* **AUSGEWÄHLTER TEXTAUSZUG**

Die „Leselernhelfer“ der Kindervereinigung Dresden e.V. bieten ein 1:1-Mentoring für Kinder an. Das Besondere an dem Programm ist, dass die Mentor:innen sehr individuell auf die Bedürfnisse und jeweilige Tagesform der Kinder eingehen können, anders als etwa bei Maßnahmen zur Leseförderung in Gruppen. Unser Projekt bietet eine Plattform für Schulen und potentielle Ehrenamtliche und stellt einen passenden Match her. Die wöchentliche Lesestunde findet dann in den Schulen bzw. im Hort statt, sodass die Hürde zur Teilnahme für die Kinder minimal ist. Ich bin Mitinitiator und Schirmherr der Initiative und kümmere mich aktiv um die Öffentlichkeitsarbeit und Spenden. Die eigentliche Vermittlungs- und Koordinationsarbeit macht die Kindervereinigung.
Welche Erfolge und Herausforderungen gab und gibt es in diesem Projekt?
Erfreulich ist, dass die Resonanz seitens der Schulen sehr groß ist und keine Berührungsängste vorhanden sind. Das ist einerseits ein Erfolg der Initiative, zeigt allerdings auch, welch großer Bedarf dort herrscht. Die größte Herausforderung ist nun, viele engagierte Lesepat:innen zu finden und zu vermitteln. Wir haben bereits rund 20 ehrenamtliche Pat:innen an zehn Dresdner Schulen im Einsatz, obwohl wir erst zum aktuellen Schuljahr gestartet sind. Aber damit können wir noch lange nicht die Anfragen der Schulen abdecken. Wer also selbst Lust hat oder jemanden kennt, für den das etwas sein kann: Man kann sich ganz einfach auf der Website der Kindervereinigung als Interessent:in online registrieren.
Gibt es eine Verbindung zu Ihrer Arbeit an der TUD und Ihrem Einsatz bei den „Leselernhelfern“?
Eigentlich nicht. Als Ökonom weiß ich jedoch, dass Bildung eine zentrale Voraussetzung für die wirtschaftliche Entwicklung ist – sie formiert das Wissenskapital der Nationen. Auf der gesamtwirtschaftlichen Ebene ist das eine zentrale Voraussetzung für technischen Fortschritt und auf individueller Ebene ist Bildung natürlich eine ganz wichtige Voraussetzung für einen guten Job und gesellschaftliche Teilhabe. Leider ist die Bildungsungleichheit in Deutschland ausgesprochen hoch. Ich würde mir wünschen, dass der Staat hier deutliche Fortschritte machte, aber meine Befürchtung ist, dass wir hier ohne ehrenamtliches Engagement nicht so weit kommen, wie wir müssten. Das ist einerseits frustrierend, da ich es für ein echtes Staatsversagen halte, andererseits aber eine große Motivationsquelle.

* **BEREITGESTELLTE DATEN**
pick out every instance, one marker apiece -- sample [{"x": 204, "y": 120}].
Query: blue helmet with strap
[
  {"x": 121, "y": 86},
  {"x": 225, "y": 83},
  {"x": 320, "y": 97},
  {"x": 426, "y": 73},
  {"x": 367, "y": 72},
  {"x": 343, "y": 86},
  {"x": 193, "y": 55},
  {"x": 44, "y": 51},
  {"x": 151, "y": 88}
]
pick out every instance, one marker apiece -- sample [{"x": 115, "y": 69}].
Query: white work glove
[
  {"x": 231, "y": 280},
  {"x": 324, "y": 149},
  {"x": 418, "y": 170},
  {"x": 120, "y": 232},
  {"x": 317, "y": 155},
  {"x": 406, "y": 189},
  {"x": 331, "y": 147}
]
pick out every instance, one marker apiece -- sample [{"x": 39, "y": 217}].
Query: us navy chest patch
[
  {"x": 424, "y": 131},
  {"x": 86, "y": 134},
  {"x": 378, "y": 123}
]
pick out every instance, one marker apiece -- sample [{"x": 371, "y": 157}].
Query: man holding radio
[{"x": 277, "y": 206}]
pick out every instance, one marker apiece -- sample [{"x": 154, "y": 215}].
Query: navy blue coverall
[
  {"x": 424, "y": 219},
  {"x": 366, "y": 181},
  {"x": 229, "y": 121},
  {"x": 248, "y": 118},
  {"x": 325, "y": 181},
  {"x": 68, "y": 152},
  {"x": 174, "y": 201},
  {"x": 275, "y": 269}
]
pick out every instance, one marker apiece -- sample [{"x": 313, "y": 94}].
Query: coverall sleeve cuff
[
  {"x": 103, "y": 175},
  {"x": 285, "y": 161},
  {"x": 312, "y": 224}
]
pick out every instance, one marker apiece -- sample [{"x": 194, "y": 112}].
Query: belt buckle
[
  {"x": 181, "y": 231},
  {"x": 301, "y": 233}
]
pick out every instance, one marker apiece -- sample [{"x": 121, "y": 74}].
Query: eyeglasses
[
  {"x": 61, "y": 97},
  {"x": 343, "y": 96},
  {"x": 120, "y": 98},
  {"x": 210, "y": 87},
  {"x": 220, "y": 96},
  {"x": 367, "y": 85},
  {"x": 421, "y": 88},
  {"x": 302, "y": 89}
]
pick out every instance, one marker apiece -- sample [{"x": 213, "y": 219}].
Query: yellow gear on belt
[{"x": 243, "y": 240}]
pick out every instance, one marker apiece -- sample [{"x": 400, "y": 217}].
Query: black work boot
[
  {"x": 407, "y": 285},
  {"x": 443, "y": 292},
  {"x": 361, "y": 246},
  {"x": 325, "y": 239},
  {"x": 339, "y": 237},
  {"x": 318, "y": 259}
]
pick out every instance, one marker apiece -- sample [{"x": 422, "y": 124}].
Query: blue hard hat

* **ARBEITSAUFTRÄGE**
a – Beantworten Sie anhand des Textauszugs über die „Leselernhelfer“ die folgenden Fragen:
(i) Wo findet die wöchentliche Lesestunde statt?
(ii) Wie viele ehrenamtliche Pat:innen sind an wie vielen Dresdner Schulen im Einsatz?
(iii) Was gilt als die größte Herausforderung des Projekts?
b – Zählen Sie vollständig auf, wofür Bildung im Textauszug über die „Leselernhelfer“ als Voraussetzung bezeichnet wird.

* **LÖSUNGEN**
a –
(i) In den Schulen bzw. im Hort.
(ii) Rund 20 ehrenamtliche Pat:innen an zehn Dresdner Schulen.
(iii) Viele engagierte Lesepat:innen zu finden und zu vermitteln.

b –
- wirtschaftliche Entwicklung
- technischer Fortschritt
- ein guter Job
- gesellschaftliche Teilhabe